◆ **WHAT THIS TASK INVOLVES**:
Repeat every record below exactly as it appears.

* Begin *

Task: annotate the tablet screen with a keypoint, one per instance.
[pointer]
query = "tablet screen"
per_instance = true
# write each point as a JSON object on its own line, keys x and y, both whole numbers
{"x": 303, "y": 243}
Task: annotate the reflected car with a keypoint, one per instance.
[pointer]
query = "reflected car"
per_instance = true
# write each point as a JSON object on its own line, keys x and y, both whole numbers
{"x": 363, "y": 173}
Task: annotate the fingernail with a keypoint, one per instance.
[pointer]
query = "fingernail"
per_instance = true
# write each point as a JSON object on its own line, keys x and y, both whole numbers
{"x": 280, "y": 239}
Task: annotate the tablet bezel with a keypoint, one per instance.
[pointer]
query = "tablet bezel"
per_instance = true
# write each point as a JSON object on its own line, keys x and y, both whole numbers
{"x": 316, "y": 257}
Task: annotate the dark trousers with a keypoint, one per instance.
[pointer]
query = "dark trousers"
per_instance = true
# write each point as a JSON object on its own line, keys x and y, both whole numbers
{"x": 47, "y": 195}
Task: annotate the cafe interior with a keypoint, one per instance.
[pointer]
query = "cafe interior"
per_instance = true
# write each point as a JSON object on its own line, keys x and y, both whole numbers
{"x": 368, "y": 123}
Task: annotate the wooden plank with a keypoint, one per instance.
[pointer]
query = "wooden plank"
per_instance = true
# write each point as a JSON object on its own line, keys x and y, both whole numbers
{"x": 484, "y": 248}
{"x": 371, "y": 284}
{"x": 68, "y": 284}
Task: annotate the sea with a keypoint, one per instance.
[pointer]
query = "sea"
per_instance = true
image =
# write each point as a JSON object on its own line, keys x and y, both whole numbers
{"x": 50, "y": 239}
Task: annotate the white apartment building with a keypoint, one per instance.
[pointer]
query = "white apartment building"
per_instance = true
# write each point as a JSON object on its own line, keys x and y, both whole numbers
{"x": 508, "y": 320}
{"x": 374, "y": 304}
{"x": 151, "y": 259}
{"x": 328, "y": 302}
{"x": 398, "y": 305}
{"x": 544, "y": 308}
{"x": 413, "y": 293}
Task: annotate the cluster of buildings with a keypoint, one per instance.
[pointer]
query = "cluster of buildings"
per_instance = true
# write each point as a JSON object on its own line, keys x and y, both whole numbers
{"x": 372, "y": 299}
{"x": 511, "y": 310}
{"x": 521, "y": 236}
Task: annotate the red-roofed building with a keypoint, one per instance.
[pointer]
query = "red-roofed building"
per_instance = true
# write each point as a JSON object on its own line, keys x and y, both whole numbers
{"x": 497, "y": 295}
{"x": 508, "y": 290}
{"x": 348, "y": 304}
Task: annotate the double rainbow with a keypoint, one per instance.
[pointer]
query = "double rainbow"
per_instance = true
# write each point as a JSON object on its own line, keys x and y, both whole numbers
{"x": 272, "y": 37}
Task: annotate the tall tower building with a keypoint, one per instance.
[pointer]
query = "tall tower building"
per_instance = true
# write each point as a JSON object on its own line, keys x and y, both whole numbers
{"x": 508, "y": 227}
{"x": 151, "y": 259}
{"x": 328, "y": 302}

* End *

◆ **RESULT OF THIS TASK**:
Task: annotate the tablet screen with a keypoint, one per instance.
[pointer]
query = "tablet screen"
per_instance = true
# write each point as a JSON object on its own line, keys x and y, both whole numbers
{"x": 303, "y": 243}
Task: annotate the reflected car with a keypoint, one per instance.
[pointer]
query = "reflected car"
per_instance = true
# write each point as a JSON object on its own line, keys x and y, both whole numbers
{"x": 363, "y": 173}
Task: annotate the fingernail with a keypoint, one per instance.
[pointer]
query = "fingernail"
per_instance = true
# write each point as a JSON object on its own line, keys x and y, both whole numbers
{"x": 280, "y": 239}
Task: annotate the tablet bezel with a keypoint, one per instance.
[pointer]
query = "tablet bezel"
per_instance = true
# write each point as a JSON object on its own line, keys x and y, both whole numbers
{"x": 316, "y": 257}
Task: annotate the dark trousers with a keypoint, one per instance.
[pointer]
query = "dark trousers"
per_instance = true
# write each point as a JSON object on its own line, keys x and y, both whole numbers
{"x": 47, "y": 195}
Task: annotate the cafe interior with a keypoint, one per instance.
[pointer]
query = "cafe interior"
per_instance = true
# write each point as a JSON object on its own line, keys x and y, both whole numbers
{"x": 368, "y": 123}
Task: annotate the wooden plank with a keypoint, one per instance.
[pointer]
query = "wooden plank"
per_instance = true
# write each point as a JSON object on its own line, keys x and y, both whole numbers
{"x": 484, "y": 248}
{"x": 371, "y": 284}
{"x": 68, "y": 284}
Task: annotate the sea with a keypoint, one per instance.
[pointer]
query = "sea"
per_instance = true
image =
# write each point as a JSON object on its own line, keys x and y, both whole numbers
{"x": 50, "y": 239}
Task: annotate the white apartment building with a keypoint, one per instance.
[pointer]
query = "white apartment building"
per_instance = true
# write each point as a JSON object on its own line, keys x and y, both whole numbers
{"x": 508, "y": 320}
{"x": 374, "y": 304}
{"x": 151, "y": 259}
{"x": 328, "y": 302}
{"x": 398, "y": 305}
{"x": 544, "y": 308}
{"x": 413, "y": 293}
Task: annotate the cluster of buildings with a keypoint, one per instance.
[pointer]
query = "cluster of buildings"
per_instance = true
# write each point as a JSON object on its own line, keys x and y, both whole numbers
{"x": 372, "y": 299}
{"x": 511, "y": 310}
{"x": 521, "y": 236}
Task: annotate the red-roofed building with a keypoint, one per instance.
[pointer]
query = "red-roofed building"
per_instance = true
# write each point as a JSON object on its own line, keys x and y, both whole numbers
{"x": 497, "y": 295}
{"x": 508, "y": 290}
{"x": 348, "y": 304}
Task: annotate the double rainbow with a keypoint, one per instance.
[pointer]
query = "double rainbow"
per_instance = true
# write each point as a JSON object on its own line, keys x and y, both whole numbers
{"x": 272, "y": 37}
Task: annotate the tall tower building with a keypoint, one per instance.
[pointer]
query = "tall tower building"
per_instance = true
# write each point as a JSON object on its own line, keys x and y, both whole numbers
{"x": 508, "y": 227}
{"x": 151, "y": 259}
{"x": 328, "y": 302}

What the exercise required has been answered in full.